— start —

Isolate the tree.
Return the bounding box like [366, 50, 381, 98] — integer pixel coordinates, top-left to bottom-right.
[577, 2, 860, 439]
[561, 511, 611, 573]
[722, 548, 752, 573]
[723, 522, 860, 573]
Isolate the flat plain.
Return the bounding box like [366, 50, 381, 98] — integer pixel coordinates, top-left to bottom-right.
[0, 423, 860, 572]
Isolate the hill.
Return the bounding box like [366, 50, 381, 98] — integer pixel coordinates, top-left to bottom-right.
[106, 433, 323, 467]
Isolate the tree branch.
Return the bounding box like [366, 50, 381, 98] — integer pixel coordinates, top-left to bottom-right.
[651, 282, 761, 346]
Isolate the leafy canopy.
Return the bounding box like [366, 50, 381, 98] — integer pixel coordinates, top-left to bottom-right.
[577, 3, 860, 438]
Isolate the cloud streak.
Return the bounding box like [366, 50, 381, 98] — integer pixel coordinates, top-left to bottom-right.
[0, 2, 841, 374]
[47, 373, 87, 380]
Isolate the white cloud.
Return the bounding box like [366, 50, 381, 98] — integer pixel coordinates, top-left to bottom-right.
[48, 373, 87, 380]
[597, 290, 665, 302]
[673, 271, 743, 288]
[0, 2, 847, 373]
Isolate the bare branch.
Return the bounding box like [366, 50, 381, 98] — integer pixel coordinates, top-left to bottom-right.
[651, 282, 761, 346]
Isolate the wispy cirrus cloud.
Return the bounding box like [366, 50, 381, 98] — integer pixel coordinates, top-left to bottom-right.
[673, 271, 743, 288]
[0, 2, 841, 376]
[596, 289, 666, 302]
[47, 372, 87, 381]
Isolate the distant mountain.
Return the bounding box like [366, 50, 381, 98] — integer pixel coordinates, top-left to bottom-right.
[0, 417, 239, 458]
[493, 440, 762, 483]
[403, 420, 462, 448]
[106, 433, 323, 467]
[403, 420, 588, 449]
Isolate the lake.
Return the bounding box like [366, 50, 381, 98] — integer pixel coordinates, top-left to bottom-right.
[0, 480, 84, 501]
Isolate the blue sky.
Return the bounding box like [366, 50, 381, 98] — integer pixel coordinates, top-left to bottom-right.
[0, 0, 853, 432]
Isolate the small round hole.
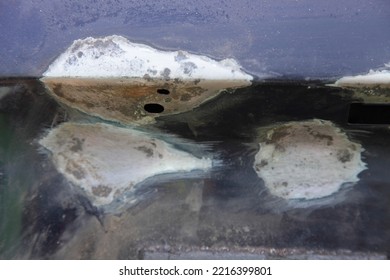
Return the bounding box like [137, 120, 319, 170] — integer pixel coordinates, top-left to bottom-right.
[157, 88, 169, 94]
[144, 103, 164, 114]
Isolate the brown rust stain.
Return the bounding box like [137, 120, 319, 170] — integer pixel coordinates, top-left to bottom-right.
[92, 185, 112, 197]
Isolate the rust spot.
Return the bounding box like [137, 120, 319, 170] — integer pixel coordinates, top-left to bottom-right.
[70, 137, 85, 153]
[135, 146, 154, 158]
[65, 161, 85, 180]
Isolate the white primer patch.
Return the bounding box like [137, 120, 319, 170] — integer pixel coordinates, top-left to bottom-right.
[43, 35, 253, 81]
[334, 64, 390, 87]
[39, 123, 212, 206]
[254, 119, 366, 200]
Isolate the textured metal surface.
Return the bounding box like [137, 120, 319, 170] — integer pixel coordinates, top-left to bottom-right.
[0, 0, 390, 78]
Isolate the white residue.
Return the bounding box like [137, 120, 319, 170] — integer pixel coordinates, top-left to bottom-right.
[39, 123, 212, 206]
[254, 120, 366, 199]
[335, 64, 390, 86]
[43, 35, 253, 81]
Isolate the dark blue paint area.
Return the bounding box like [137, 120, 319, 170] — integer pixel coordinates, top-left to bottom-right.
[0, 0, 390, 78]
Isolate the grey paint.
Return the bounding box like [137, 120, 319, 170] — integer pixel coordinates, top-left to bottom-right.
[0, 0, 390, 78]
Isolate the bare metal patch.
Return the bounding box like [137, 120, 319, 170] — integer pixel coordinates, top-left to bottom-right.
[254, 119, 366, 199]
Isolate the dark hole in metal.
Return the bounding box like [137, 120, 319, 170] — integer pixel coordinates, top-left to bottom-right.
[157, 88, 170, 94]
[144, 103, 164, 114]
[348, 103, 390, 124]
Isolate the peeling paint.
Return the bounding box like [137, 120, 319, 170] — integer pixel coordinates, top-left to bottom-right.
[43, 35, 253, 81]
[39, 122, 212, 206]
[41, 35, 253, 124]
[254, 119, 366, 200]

— end —
— start —

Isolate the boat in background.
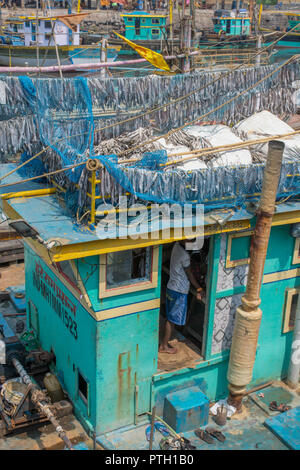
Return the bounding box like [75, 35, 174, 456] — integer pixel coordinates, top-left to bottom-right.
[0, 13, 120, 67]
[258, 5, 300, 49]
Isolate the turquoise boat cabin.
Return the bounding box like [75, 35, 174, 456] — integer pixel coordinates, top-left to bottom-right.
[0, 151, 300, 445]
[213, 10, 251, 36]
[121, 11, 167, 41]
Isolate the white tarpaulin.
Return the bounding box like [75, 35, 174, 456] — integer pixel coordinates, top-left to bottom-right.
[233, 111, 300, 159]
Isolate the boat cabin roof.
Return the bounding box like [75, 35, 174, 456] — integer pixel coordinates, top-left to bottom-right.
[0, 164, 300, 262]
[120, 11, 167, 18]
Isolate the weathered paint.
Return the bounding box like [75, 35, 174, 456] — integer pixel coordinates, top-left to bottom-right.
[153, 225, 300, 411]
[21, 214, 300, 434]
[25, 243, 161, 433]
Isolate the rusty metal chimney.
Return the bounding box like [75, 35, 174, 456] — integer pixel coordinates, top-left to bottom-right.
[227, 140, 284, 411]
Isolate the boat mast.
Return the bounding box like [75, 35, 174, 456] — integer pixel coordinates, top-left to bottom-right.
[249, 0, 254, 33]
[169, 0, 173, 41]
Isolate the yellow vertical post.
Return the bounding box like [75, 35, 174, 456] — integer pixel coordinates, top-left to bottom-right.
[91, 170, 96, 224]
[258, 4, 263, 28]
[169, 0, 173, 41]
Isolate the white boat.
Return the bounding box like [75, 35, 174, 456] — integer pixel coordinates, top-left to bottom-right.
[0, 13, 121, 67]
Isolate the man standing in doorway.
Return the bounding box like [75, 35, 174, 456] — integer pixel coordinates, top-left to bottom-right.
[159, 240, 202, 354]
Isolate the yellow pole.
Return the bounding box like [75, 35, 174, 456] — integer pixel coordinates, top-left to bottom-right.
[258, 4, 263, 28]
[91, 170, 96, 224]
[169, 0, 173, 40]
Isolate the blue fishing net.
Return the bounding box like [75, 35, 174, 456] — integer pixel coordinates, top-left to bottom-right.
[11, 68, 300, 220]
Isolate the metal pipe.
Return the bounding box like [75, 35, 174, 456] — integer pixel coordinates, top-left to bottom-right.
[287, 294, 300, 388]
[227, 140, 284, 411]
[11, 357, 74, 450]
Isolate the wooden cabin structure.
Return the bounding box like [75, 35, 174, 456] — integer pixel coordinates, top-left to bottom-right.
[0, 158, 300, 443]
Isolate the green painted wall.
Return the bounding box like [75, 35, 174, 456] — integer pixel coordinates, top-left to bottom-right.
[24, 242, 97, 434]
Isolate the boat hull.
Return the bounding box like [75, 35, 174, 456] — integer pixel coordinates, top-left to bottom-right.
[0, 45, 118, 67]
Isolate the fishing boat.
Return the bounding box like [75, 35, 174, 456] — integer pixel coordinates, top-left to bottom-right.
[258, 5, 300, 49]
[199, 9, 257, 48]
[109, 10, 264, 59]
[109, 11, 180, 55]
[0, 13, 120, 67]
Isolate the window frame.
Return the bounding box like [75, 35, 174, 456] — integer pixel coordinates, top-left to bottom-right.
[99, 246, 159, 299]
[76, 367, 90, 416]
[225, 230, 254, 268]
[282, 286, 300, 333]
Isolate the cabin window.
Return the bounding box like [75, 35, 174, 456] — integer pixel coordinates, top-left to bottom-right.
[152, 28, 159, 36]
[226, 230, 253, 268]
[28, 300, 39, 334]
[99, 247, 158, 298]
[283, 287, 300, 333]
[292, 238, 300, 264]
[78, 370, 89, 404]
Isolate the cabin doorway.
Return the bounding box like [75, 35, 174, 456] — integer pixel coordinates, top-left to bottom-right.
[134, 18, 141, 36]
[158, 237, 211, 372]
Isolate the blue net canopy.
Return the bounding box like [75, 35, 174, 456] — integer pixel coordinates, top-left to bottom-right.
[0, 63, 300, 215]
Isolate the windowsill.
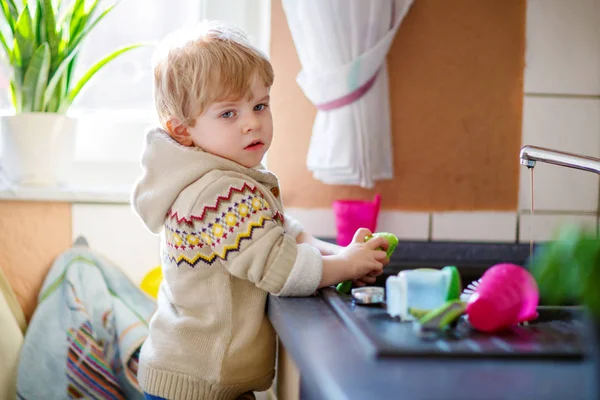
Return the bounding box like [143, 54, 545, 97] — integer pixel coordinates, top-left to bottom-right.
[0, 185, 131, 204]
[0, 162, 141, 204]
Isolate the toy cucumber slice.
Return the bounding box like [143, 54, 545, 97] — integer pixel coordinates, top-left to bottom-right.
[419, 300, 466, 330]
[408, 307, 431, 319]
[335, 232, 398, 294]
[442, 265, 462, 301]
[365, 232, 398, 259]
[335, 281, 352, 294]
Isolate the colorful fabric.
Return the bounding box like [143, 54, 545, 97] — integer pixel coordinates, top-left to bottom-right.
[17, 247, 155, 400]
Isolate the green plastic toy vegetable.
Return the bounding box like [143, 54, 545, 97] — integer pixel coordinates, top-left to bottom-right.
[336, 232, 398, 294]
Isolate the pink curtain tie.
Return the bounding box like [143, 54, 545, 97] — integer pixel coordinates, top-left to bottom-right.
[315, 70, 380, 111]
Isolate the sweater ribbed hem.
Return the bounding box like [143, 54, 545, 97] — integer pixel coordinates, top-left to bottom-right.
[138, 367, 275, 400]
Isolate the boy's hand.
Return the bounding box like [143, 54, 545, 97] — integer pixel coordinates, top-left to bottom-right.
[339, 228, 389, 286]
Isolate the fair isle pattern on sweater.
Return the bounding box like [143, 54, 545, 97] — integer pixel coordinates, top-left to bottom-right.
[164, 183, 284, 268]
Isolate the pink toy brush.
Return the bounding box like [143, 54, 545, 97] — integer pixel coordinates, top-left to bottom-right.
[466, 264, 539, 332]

— end —

Quote the listing verbatim from the line containing "Isolate the white tarpaulin." through the line containing "[120, 11, 167, 18]", with both of those lines included.

Isolate the white tarpaulin.
Return the bounding box like [75, 35, 174, 456] — integer pixel coordinates, top-left to bottom-right.
[233, 111, 300, 159]
Isolate the boat cabin roof.
Return the bounding box like [75, 35, 174, 456] — integer pixel coordinates, top-left to bottom-right.
[0, 164, 300, 262]
[120, 11, 167, 18]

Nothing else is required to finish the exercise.